* _Estratto del documento_
——————————

Cinque deputati contagiati, viceministri, quarantene a go go e un Parlamento di fatto impossibilitato, per ragione di igiene pubblica, a riunirsi secondo i dettami costituzionali, non potendo nemmeno garantire a tutti la piena partecipazione. Dobbiamo riconoscere che oggi siamo ben lontani dal dettato della Costituzione. Ogni parlamentare, infatti, ha il diritto di poter svolgere il proprio mandato non solo all’interno del Parlamento ma anche al suo esterno. Anzi, tra attività extraparlamentare ed attività parlamentare s’innesca un circolo virtuoso perché la prima costituisce, a un tempo, motore ed esito della seconda.

È dall’attività tra la gente, nel territorio, è dal contatto e dal confronto con il vissuto quotidiano infatti, che il parlamentare trae informazioni, sollecitazioni, esigenze, interessi e sarà compito suo e della sua parte politica mediare e rappresentare nella conseguente attività svolta all’interno delle Camere. Insomma il convincimento politico non deriva da una formazione solipsista, ma scaturisce dal confronto tra le diversità e l’osmosi democratica è la chiave vincente di una proposta e dell’azione che ne deriva.

«L’attività dei componenti delle Camere nello Stato democratico rappresentativo è per sua natura destinata a proiettarsi al di fuori dalle aule parlamentari, nell’interesse della libera dialettica politica, che è condizione di vita delle istituzioni democratico-rappresentative», recita la sentenza numero 321 del 2000 della Corte Costituzionale.
I parlamentari possono visitare senza autorizzazione gli istituti penitenziari, ai sensi dell’articolo 67 della legge 354 del 1975 e le strutture militari come prevede articolo 301 del decreto legislativo 66 del 2010.

L’accesso dei parlamentari in queste strutture rientra tra le “attività di ispezione” connesse alla funzione di parlamentare ed espletate anche fuori del Parlamento: attività ispettive che sono espressamente incluse dall’art. 3.1 della legge 140 del 2003 tra quelle per le quali il parlamentare non può essere chiamato a rispondere in alcuna sede, amministrativa compresa. Né si può ritenere che i parlamentari possano svolgere senza autorizzazione l’attività ispettiva solo nelle due ipotesi, carceri e strutture militari, espressamente previste. Ma proprio la potenzialità insita nello svolgimento del libero mandato parlamentare impone che esso non sia preventivamente ingabbiato in ipotesi specifiche e riduttive.

——————————

* _Record del dataset_
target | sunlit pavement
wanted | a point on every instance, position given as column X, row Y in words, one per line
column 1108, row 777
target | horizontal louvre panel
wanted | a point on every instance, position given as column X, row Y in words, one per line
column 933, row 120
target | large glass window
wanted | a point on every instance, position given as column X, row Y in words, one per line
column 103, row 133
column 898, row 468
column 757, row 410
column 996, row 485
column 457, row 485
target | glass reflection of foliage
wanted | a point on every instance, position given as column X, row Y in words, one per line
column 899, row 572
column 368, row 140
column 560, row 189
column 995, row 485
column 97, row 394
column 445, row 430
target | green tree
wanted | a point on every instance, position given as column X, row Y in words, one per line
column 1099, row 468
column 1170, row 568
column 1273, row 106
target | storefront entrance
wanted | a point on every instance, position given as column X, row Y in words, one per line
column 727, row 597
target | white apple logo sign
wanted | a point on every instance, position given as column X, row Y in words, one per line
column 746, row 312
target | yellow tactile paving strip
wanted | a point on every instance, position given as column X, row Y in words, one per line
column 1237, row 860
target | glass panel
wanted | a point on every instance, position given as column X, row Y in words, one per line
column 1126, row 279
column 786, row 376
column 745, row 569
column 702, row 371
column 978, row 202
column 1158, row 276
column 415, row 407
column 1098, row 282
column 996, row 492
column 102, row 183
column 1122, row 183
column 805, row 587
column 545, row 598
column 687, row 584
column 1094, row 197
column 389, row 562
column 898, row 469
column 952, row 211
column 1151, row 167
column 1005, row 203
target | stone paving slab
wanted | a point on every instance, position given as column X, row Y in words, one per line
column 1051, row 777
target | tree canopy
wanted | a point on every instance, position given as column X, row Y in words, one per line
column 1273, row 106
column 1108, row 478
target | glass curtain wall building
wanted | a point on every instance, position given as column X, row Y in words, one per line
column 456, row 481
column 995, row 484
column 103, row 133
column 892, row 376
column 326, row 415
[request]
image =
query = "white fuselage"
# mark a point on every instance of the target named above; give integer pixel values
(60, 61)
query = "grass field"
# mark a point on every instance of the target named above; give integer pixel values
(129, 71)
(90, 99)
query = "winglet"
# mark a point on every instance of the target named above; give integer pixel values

——————————

* _Serie di compiti_
1 > Risponda alle seguenti domande sul testo relativo al mandato parlamentare:
(a) Quanti deputati contagiati vengono menzionati all'inizio?
(b) Quale sentenza della Corte Costituzionale è citata, con numero e anno?
(c) Quale articolo di quale legge consente ai parlamentari di visitare senza autorizzazione gli istituti penitenziari?
2 > Scriva il seguito del testo sul mandato parlamentare, cominciando subito dopo la sua ultima frase.
I record provengono da una fonte diversa da quella del testo.

* _Risposte ai compiti_
1 >
(a) Cinque.
(b) La sentenza numero 321 del 2000.
(c) L'articolo 67 della legge 354 del 1975.

2 >
Il riferimento dell’articolo 3.1 della legge 140 del 2003 ad “ogni altra attività di ispezione, di divulgazione, di critica e di denuncia politica, connessa alla funzione di parlamentare, espletata anche fuori del Parlamento” va interpretato in senso estensivo correlando tale attività non alla funzione parlamentare, in senso oggettivo, ma alla funzione di parlamentare, in senso soggettivo (cit. Manzella). Qui si pone la prima questione: in questa fase siamo proprio convinti che l’esercizio delle nostre funzioni non sia limitato di fatto dalle restrizioni necessarie per contenere la diffusione del Covid 19? Mi è consentito andare in ospedale, al di fuori del mio comune di residenza, a vedere qual è lo stato in cui opera il personale sanitario e il grado di risposte sanitarie che si garantiscono ai miei cittadini?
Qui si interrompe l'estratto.